CONSEGNA 1 — Modifica le righe che seguono il testo, partendo da quella che contiene "label the white cloud, a point per instance." e arrivando fino all'ultima, entrambe comprese. Riscrivile sostituendo "white cloud" con "pale cloud" e lascia invariato tutto il resto.

TESTO DI PARTENZA —
◆ ◆ ◆ ◆ ◆
Pronunciare la parola amore è imbarazzante. La lingua si ferma, come stanca di fare un percorso noto, che troppe volte è stato fatto e ormai non vuole più rifare. Come un suono troppo conosciuto. Come le cantilene che si pronunciano senza badare al significato. O come le preghiere che possiedono spesso una sacralità che perde ogni contenuto e diviene solo ritualità. C'è un momento, però, in cui una parola insalivata da troppe bocche, manovrata e slabbrata da troppe mani incaute, diventa immacolata. E non si capisce bene il motivo, non si potrebbe ripercorrere al contrario la strada per poterlo rifare. Accade e basta.

Roberto Saviano, Il contrario della morte (in Sei fuori posto).
◆ ◆ ◆ ◆ ◆
MATERIALE FORNITO —
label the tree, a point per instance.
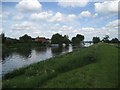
(3, 37)
(66, 39)
(106, 39)
(78, 39)
(96, 40)
(57, 39)
(114, 40)
(25, 38)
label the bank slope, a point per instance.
(95, 66)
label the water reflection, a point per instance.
(26, 56)
(56, 50)
(25, 52)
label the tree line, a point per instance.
(58, 39)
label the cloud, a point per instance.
(50, 17)
(72, 3)
(41, 16)
(29, 6)
(113, 24)
(107, 7)
(23, 26)
(18, 17)
(85, 14)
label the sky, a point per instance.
(38, 18)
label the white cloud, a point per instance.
(113, 24)
(85, 14)
(58, 17)
(71, 17)
(29, 5)
(50, 17)
(23, 26)
(41, 16)
(107, 7)
(73, 3)
(18, 17)
(4, 15)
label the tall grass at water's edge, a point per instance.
(37, 74)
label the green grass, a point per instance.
(92, 67)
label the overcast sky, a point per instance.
(44, 19)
◆ ◆ ◆ ◆ ◆
CONSEGNA 2 — Riprendi il testo sulla parola amore e prosegui dopo la sua ultima frase.

RISPOSTA 1 —
label the pale cloud, a point per instance.
(113, 24)
(85, 14)
(58, 17)
(71, 17)
(29, 5)
(50, 17)
(23, 26)
(41, 16)
(107, 7)
(73, 3)
(18, 17)
(4, 15)
label the tall grass at water's edge, a point per instance.
(37, 74)
label the green grass, a point per instance.
(92, 67)
label the overcast sky, a point per instance.
(44, 19)

RISPOSTA 2 —
Se ora smettessi di scrivere, sarebbe il terzo post consecutivo "non originale", tipo album dove la proba fanciulla ottocentesca raccoglie quelle frasi che dovrebbero indirizzarla e sostenerla sulla retta via della bontà. In realtà, penso che se fossi una fanciulla ottocentesca (sul proba non mi pronuncio) il mio album sarebbe fornitissimo di frasi d'autore da citare con charme (o pedanteria), però, ecco, a me piace ricordare parole, poesie e canzoni che mi hanno colpito, ma anche rifletterci su. Sull'articolo di Fava di sabato (che, fra doppie parentesi, mi ha salvato da una coda chilometrica dal panettiere) non c'era bisogno che aggiungessi altro: mi ha catturato ed emozionato, l'ho postato perché arrivasse al maggior numero possibile di persone (l'ho postato anche su facebook, ma con scarsi risultati - io però, intanto, ci ho provato); la citazione dal personaggio di John Keating ne L'attimo Fuggente (ma diciamo pure Dead Poets Society, che è meno oraziano, ma anche meno melodrammatico) è una di quelle frasi che mi ha colpito quando ero ancora una bambina (e forse devo a frasi come quella - e film, e libri - questa pervicacia verso "le cose inutili": le tante belle cose della letteratura, che però, figlia mia, non portano in tavola il pane...), insomma, per me non c'è bisogno che la commenti è una di quelle cose che si rovinano se ne parli.

Anche l'amore è una di quelle cose che si rovina se ne parli (troppo).
"...insalivata da troppe bocche, manovrata e slabbrata da troppe mani incaute": tutte le canzonette cantano di amore, tutti gli harmony (et similia) parlano d'amore, noi stessi sembriamo che non facciamo che pensare ad altro, persino nei film Disney c'è l'immancabile storia d'amore, tutti si amano e se lo ripetono continuamente: ti amo.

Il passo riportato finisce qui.